AIM OF THE EXERCISE »
Can you carry on the text about high-resolution HLA typing from exome sequencing data, starting right after its last sentence?

TEXT UNDER STUDY »
High resolution typing of HLA-A, B, C, DQB1 and DRB1 at the allelic level allows transplantation of hematopoietic progenitor cells (HPC) from matched allogeneic donors. The extent of matching has been recognized as one of the most important predictors of survival. High resolution typing relies on Sanger sequence-based typing (SBT) and PCR with sequence-specific primers (SSP), both of which detect nucleotide changes in exons that alter the HLA antigens. Next generation exome sequencing (NGES) offers the potential for rapid and less expensive HLA typing for transplantation of matched allogeneic HPC, but the role of NGES for high resolution HLA typing has not been examined. In this study, we designed a bioinformatic pipeline to account for the hundreds to thousands of alleles at each HLA locus in the population, and used it to explore the possibility of high resolution HLA typing using NGES data.
Indexed sequencing libraries were constructed from 3 HapMap samples (NA19129, NA18507, and NA19240), target enriched with SureSelect Human All Exon V3 kit (Agilent Technologies), and sequenced in multiplex as paired-end 2×101 bp reads on an Illumina HiSeq2000. The above process was repeated for NA19240 to assure reproducibility. The NGES-based HLA typing consisted of 3 major steps: 1) Filtering reads: cDNA and genomic sequences of all alleles of each HLA locus [ImMunoGeneTics project (IMGT)/HLA database] were concatenated to form five references, to which input reads were aligned using NovoalignMPI V.2.07.07 with standard options and no more than 1 mismatch per read. 2) Eliminating unsupported alleles: Curated alignment of all alleles of each HLA locus was obtained from IMGT/HLA database. Each polymorphic position was termed a D position. K-mers (a DNA sequence with length k), each containing a D position, was searched against the reads from step 1. Alleles were credited or penalized based on presence or absence of their k-mers in the reads. Alleles with negative overall scores were eliminated and this step was repeated until no elimination occurred. 3) Ranking allele pairs: all possible pairs of candidate alleles from step 2 were evaluated; a pair was credited at each D position if k-mers of both alleles were supported by the reads or penalized if otherwise. The allele pair (or pairs if a tie) ranked at the top was the presumed type of the locus examined. The NGES-based high resolution typing was run on a computing node (IBM x3650-m2). The results were compared with the results of conventional typing (SBT and SSP), followed by examination of the disagreement between the methods and adjustment of k.

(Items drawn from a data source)
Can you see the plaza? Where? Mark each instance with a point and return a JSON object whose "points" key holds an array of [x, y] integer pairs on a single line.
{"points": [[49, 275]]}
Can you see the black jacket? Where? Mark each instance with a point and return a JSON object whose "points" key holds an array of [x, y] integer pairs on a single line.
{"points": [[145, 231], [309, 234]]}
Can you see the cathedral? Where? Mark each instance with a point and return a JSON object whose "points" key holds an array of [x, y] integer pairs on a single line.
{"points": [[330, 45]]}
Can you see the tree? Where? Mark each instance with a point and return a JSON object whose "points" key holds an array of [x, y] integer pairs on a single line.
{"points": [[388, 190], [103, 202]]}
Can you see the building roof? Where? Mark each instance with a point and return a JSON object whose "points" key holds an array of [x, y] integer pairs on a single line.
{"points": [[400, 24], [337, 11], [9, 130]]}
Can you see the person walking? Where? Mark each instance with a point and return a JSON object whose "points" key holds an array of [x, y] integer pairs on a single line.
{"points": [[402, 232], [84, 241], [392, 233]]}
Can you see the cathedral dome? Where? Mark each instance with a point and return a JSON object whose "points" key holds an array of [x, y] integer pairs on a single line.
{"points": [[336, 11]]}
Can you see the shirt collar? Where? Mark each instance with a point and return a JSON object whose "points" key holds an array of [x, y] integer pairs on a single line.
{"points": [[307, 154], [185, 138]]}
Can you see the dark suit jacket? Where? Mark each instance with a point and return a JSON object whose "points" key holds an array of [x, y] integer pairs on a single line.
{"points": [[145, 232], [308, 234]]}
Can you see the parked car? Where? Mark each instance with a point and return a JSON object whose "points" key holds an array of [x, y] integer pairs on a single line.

ANSWER TO THIS EXERCISE »
The conventional high resolution typing results comprised 15 pairs of alleles that were uniquely different (one pair of alleles at each locus of HLA-A, B, C, DQB1 and DRB1 for 3 samples). The method was established using the information on HLA-A alleles of NA19129, leaving 14 pairs of alleles for validation. Initial NGES-based typing indicated that the specificity of the method was dependent on k-mer length, with increased length required to eliminate interference from mimicking reads (e.g. mimics of an HLA-C allele). Thus, with a k-mer length of 50 bp, NGES-based typing correctly determined 12 of 14 pairs of alleles, while with k-mer lengths of 60 or 65 bp, it correctly determined 14 of 14 pairs of alleles. All 5 pairs of alleles of NA19240 were also correctly determined with the longer k-mers using reads from the replicate sequencing. After read filtering, the typing took approximately 5 minutes per sample.
In this first proof-of-concept study, high resolution HLA typing was successfully performed using NGES data. With k-mer lengths of 60 or 65 bp, NGES-based typing correctly identified 100% of tested allele pairs, and demonstrated a similar level of resolution and accuracy as conventional high resolution typing.
Note: C.L. and X.Y. contributed equally to this work.
No relevant conflicts of interest to declare.
Asterisk with author names denotes non-ASH members.